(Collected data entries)
----

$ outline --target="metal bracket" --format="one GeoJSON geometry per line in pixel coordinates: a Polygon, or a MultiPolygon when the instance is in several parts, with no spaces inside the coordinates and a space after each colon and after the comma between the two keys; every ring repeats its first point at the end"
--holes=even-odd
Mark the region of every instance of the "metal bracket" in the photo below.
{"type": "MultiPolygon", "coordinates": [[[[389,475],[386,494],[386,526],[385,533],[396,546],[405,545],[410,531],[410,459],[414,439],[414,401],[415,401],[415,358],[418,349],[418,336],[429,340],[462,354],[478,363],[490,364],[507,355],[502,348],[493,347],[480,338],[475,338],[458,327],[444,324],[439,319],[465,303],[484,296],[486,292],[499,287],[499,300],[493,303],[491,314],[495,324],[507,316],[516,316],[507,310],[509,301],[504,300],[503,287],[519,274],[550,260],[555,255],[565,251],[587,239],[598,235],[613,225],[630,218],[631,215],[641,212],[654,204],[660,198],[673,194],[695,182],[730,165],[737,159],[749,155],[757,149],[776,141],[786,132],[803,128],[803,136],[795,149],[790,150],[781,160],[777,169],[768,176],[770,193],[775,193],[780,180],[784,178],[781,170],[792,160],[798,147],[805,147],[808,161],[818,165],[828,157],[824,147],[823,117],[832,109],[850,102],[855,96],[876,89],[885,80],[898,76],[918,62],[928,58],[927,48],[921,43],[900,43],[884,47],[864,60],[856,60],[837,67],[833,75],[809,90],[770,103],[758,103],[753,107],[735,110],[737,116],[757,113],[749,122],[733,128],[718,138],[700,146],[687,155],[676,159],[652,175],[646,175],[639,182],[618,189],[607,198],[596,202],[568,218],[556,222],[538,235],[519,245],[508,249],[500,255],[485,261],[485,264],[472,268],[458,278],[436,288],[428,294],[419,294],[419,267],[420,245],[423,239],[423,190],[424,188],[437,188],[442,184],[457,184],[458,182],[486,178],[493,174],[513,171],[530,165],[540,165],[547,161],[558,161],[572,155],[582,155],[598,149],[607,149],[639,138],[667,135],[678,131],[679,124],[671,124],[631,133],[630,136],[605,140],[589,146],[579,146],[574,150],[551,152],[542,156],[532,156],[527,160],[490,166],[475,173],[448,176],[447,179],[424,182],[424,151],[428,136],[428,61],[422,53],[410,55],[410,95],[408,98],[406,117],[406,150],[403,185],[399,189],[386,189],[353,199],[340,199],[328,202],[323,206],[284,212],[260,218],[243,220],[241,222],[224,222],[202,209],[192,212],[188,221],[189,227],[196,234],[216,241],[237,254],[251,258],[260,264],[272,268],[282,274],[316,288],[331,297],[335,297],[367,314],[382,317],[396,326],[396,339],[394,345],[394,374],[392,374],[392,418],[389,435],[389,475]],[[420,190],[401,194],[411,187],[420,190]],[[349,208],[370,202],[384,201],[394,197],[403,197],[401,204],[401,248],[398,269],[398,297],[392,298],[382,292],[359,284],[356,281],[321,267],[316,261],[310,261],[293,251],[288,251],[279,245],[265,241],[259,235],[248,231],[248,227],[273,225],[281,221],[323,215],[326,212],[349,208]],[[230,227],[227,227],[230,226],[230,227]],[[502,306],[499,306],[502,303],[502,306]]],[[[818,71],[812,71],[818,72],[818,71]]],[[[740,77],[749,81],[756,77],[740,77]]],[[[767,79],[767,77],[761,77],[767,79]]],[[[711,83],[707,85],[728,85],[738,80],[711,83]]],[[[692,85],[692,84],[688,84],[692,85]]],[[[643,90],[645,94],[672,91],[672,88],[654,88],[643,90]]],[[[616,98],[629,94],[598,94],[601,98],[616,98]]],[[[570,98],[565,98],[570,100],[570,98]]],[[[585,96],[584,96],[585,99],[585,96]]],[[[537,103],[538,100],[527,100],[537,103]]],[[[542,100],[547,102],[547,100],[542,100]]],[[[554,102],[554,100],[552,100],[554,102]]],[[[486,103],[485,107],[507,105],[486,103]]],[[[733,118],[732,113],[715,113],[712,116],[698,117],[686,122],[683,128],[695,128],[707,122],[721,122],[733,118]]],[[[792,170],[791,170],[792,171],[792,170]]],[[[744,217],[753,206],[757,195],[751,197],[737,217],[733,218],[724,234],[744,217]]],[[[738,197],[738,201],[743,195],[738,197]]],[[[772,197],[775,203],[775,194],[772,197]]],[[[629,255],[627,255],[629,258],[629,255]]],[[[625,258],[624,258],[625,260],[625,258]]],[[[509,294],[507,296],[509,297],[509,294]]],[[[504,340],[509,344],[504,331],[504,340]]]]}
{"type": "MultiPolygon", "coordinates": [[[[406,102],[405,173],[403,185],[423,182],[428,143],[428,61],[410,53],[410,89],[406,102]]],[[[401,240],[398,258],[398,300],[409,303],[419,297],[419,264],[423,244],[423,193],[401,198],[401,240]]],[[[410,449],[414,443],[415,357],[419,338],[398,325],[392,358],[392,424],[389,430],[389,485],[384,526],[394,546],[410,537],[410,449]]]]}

----

GIVEN REQUEST
From the listing above, extract all records word for word.

ANSWER
$ outline --target="metal bracket" --format="one GeoJSON geometry per line in pixel coordinates: a Polygon, or a MultiPolygon when the instance is in several parts, with no spaces inside the coordinates and a space after each colon and after the comma between the two keys; every ring repeats its first point at the end"
--holes=even-odd
Mark the region of every instance of the "metal bracket" in the photo below.
{"type": "MultiPolygon", "coordinates": [[[[389,475],[386,494],[386,526],[385,533],[396,546],[405,545],[410,531],[410,459],[414,439],[414,401],[415,401],[415,358],[418,349],[418,336],[429,340],[462,354],[478,363],[490,364],[507,355],[502,348],[493,347],[480,338],[475,338],[458,327],[444,324],[439,319],[465,303],[484,296],[486,292],[499,287],[499,300],[493,303],[491,314],[495,324],[507,316],[516,316],[507,310],[509,301],[504,300],[503,287],[519,274],[550,260],[555,255],[565,251],[587,239],[598,235],[613,225],[630,218],[631,215],[641,212],[654,204],[660,198],[673,194],[695,182],[730,165],[737,159],[749,155],[757,149],[776,141],[786,132],[803,128],[803,136],[795,149],[790,150],[781,160],[777,169],[768,176],[770,193],[775,193],[780,180],[784,178],[781,170],[792,160],[798,147],[805,147],[808,161],[818,165],[828,157],[824,147],[823,117],[832,109],[850,102],[855,96],[876,89],[885,80],[898,76],[918,62],[928,58],[927,48],[921,43],[900,43],[884,47],[864,60],[856,60],[837,67],[833,75],[809,90],[770,103],[758,103],[753,107],[735,110],[737,116],[757,113],[749,122],[733,128],[718,138],[700,146],[687,155],[676,159],[652,175],[646,175],[639,182],[618,189],[607,198],[596,202],[568,218],[556,222],[538,235],[519,245],[508,249],[500,255],[485,261],[485,264],[472,268],[458,278],[436,288],[428,294],[419,294],[419,267],[420,245],[423,239],[423,190],[424,188],[437,188],[442,184],[457,184],[458,182],[486,178],[493,174],[513,171],[530,165],[540,165],[547,161],[558,161],[572,155],[582,155],[598,149],[607,149],[639,138],[667,135],[678,131],[679,124],[671,124],[631,133],[630,136],[605,140],[589,146],[579,146],[574,150],[551,152],[542,156],[532,156],[527,160],[490,166],[475,173],[448,176],[447,179],[424,182],[424,151],[428,136],[428,61],[422,53],[410,55],[410,95],[408,98],[406,117],[406,150],[403,185],[399,189],[386,189],[353,199],[340,199],[328,202],[323,206],[284,212],[260,218],[243,220],[241,222],[224,222],[202,209],[192,212],[188,221],[189,227],[196,234],[216,241],[237,254],[251,258],[260,264],[272,268],[282,274],[316,288],[331,297],[335,297],[367,314],[382,317],[396,326],[396,339],[394,345],[394,374],[392,374],[392,418],[389,435],[389,475]],[[420,190],[401,194],[411,187],[420,190]],[[349,208],[370,202],[384,201],[394,197],[403,197],[401,204],[401,248],[398,269],[398,297],[392,298],[382,292],[359,284],[356,281],[321,267],[316,261],[310,261],[293,251],[288,251],[279,245],[265,241],[259,235],[248,231],[248,227],[273,225],[281,221],[323,215],[326,212],[349,208]],[[230,227],[227,227],[230,226],[230,227]],[[502,306],[499,306],[502,303],[502,306]]],[[[818,71],[812,71],[818,72],[818,71]]],[[[740,77],[749,81],[756,77],[740,77]]],[[[767,79],[767,77],[761,77],[767,79]]],[[[711,83],[707,85],[728,85],[738,80],[711,83]]],[[[692,85],[692,84],[688,84],[692,85]]],[[[643,90],[645,94],[672,91],[672,88],[654,88],[643,90]]],[[[616,98],[629,94],[598,94],[601,98],[616,98]]],[[[570,98],[565,98],[570,100],[570,98]]],[[[585,96],[584,96],[585,99],[585,96]]],[[[537,103],[538,100],[527,100],[537,103]]],[[[542,100],[547,102],[547,100],[542,100]]],[[[554,102],[554,100],[552,100],[554,102]]],[[[486,103],[485,107],[507,105],[486,103]]],[[[733,118],[732,113],[715,113],[712,116],[698,117],[686,122],[683,128],[695,128],[707,122],[721,122],[733,118]]],[[[792,170],[791,170],[792,171],[792,170]]],[[[744,217],[753,206],[757,195],[751,197],[737,217],[733,218],[724,234],[744,217]]],[[[738,197],[738,201],[743,195],[738,197]]],[[[772,197],[775,203],[775,194],[772,197]]],[[[629,255],[627,255],[629,258],[629,255]]],[[[625,258],[624,258],[625,260],[625,258]]],[[[509,294],[507,296],[509,297],[509,294]]],[[[504,340],[509,344],[504,331],[504,340]]]]}
{"type": "MultiPolygon", "coordinates": [[[[406,102],[405,173],[403,185],[423,182],[428,143],[428,61],[410,53],[410,89],[406,102]]],[[[401,240],[398,258],[398,300],[409,303],[419,297],[419,264],[423,244],[423,193],[401,198],[401,240]]],[[[410,449],[414,443],[415,357],[419,338],[398,325],[392,358],[392,424],[389,430],[389,485],[384,526],[394,546],[410,537],[410,449]]]]}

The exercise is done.